(Named-object pointing records)
-- BEGIN --

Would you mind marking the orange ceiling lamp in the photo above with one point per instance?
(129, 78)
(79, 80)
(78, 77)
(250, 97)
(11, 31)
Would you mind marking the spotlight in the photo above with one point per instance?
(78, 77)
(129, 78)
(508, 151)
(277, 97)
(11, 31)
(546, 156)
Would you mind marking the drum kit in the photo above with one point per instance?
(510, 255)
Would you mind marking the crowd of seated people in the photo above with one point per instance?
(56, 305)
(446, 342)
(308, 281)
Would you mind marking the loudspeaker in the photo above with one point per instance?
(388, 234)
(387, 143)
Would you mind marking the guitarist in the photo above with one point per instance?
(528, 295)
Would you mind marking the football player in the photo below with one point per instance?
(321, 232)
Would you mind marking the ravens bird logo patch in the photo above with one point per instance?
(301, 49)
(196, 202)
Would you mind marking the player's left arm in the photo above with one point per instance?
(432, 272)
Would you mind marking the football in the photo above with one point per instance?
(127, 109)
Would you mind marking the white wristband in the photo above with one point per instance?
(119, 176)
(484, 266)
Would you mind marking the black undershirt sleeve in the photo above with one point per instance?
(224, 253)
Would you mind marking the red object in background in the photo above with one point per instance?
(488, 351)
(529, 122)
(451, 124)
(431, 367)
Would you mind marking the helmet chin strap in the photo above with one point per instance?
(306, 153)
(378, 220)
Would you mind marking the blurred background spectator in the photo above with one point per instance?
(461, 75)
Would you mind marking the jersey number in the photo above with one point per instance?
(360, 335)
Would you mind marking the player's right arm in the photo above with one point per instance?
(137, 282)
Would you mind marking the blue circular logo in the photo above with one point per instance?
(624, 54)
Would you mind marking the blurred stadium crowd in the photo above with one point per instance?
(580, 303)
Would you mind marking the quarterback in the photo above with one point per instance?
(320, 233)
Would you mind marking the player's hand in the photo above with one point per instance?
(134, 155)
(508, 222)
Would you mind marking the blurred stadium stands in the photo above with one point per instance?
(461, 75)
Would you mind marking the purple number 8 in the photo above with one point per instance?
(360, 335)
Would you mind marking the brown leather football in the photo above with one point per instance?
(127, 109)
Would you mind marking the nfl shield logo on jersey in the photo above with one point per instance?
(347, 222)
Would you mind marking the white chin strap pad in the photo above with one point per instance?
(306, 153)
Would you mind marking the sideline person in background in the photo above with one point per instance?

-- END --

Objective
Every entry should be printed again exactly as it stands.

Correct response
Would you mind marking the orange ceiling lamp in the photo above with one point per instance?
(129, 78)
(79, 80)
(78, 77)
(250, 97)
(11, 31)
Would you mind marking the spotlight in the photo above with one point per instance?
(78, 77)
(129, 78)
(508, 151)
(277, 97)
(11, 31)
(546, 156)
Would you mind marking the drum kit in the photo above with one point per instance?
(510, 255)
Would you mind marking the crowd of seated people in the photo above with one point per instance?
(56, 305)
(446, 342)
(308, 281)
Would you mind marking the loudspeaker in the photo above with one point per instance?
(388, 234)
(387, 143)
Would you mind marking the guitarist in the photo above with one point per instance?
(528, 295)
Would you mind marking the football player in the photo below with one point per instance?
(321, 232)
Would you mind marking the ravens bird logo patch in the photo above with one point per instance?
(301, 49)
(196, 202)
Would you mind marking the player's left arm in the photo above with one point per instance?
(432, 272)
Would you mind marking the football in the photo above with one point per instance?
(127, 109)
Would you mind marking the white wristband in the photo above with one point per instance?
(119, 176)
(484, 266)
Would you mind marking the black undershirt sleeve in the photo above with one point per instance?
(224, 253)
Would you mind marking the red object in background in the photo above with one point per instance?
(488, 351)
(529, 122)
(451, 124)
(431, 367)
Would you mind marking the helmet chin strap in the photo above with one point per instance?
(306, 153)
(378, 220)
Would you mind marking the blurred background spectator in the photo above with one point per instance?
(461, 75)
Would you mind marking the jersey number in the photo above with one point per instance?
(360, 335)
Would you mind marking the player's right arm in the photo above with one point per instance?
(137, 282)
Would you mind marking the blue circular logo in the photo above with one point per instance?
(624, 54)
Would you mind marking the blurred stadium crowd in the photo above with one point per instance?
(580, 303)
Would you mind marking the quarterback in the photo above with one point per instance?
(320, 233)
Would you mind marking the player's hand in the photo above with one point per instance?
(134, 155)
(508, 222)
Would you mind marking the blurred stadium stands in the photo above with one point per instance?
(461, 75)
Would you mind marking the purple number 8 in the photo above with one point per instance?
(360, 335)
Would you mind marking the brown leather football in the photo above with one point per instance?
(127, 109)
Would you mind marking the nfl shield logo on jersey in the photo above with one point per instance?
(347, 222)
Would you mind marking the white chin strap pad in the photo above with one point per instance?
(306, 153)
Would you mind marking the sideline person in background in the photo above with one point per instance?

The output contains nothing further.